## Records shown
------------------------------------------------------------------------

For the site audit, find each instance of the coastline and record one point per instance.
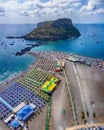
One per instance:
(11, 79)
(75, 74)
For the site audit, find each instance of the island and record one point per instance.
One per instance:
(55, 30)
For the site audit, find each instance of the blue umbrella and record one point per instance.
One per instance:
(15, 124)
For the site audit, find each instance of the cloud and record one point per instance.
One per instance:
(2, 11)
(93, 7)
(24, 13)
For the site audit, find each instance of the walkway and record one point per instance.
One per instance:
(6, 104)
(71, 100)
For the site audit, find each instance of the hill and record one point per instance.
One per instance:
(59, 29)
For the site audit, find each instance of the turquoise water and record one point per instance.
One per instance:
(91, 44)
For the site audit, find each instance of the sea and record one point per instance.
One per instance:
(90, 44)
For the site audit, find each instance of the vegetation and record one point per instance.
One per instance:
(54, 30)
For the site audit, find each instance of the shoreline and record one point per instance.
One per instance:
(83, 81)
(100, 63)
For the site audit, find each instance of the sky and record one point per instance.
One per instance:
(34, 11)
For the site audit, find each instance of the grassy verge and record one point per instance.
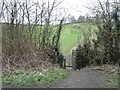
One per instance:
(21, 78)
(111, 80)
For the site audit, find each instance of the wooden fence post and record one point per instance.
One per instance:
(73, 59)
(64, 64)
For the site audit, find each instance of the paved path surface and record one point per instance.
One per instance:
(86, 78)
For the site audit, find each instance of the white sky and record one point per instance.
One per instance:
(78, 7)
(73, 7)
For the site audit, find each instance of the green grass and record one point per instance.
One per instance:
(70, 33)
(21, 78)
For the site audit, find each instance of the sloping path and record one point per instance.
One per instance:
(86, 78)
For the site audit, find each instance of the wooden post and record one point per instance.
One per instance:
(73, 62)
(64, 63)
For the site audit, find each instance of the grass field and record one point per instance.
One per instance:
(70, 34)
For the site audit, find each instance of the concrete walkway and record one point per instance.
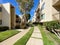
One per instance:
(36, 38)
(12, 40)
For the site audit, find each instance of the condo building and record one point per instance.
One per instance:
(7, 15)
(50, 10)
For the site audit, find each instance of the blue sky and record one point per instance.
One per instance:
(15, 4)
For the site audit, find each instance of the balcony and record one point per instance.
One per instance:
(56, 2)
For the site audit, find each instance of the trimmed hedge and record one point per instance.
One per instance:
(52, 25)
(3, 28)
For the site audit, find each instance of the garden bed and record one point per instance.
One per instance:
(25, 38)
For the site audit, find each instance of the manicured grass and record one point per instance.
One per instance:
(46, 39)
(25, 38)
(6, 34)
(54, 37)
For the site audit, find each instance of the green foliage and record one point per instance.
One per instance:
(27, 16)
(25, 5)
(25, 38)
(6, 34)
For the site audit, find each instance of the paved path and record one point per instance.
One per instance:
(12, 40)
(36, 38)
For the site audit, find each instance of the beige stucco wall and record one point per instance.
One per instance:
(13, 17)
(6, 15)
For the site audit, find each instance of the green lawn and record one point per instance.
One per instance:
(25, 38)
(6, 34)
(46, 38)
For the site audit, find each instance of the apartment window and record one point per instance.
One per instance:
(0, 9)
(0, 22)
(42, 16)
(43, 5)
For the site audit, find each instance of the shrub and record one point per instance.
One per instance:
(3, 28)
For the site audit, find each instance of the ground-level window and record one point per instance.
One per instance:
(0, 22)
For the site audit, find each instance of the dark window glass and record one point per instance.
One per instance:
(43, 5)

------------------------------------------------------------------------

## Stated task
Put the records into a numbered list, starting at the line that contains "paved path and record one point per instance." and stopping after the last line of the records. Leave out any blank lines.

## Reply to the exercise
1. For the site audit, find each instance of the paved path and record one point per instance.
2. One per instance:
3. (12, 40)
4. (36, 38)
5. For the site audit, find each instance of the beige stucco wall and record one point per instance.
6. One per instance:
7. (13, 17)
8. (6, 15)
9. For the site audit, find each instance of the green lawn and record one point per instance.
10. One per instance:
11. (25, 38)
12. (6, 34)
13. (46, 38)
14. For the site audit, find each instance of the apartment window and record one point per instance.
15. One per instance:
16. (0, 9)
17. (0, 22)
18. (42, 16)
19. (43, 5)
20. For the site audit, find each instance of the shrub and record one point per instance.
21. One per instance:
22. (3, 28)
23. For the site audit, find each instance of the ground-level window and record one point per instance.
24. One per instance:
25. (0, 22)
26. For the site audit, find each instance of the dark window glass and record one point per instance.
27. One per instance:
28. (43, 5)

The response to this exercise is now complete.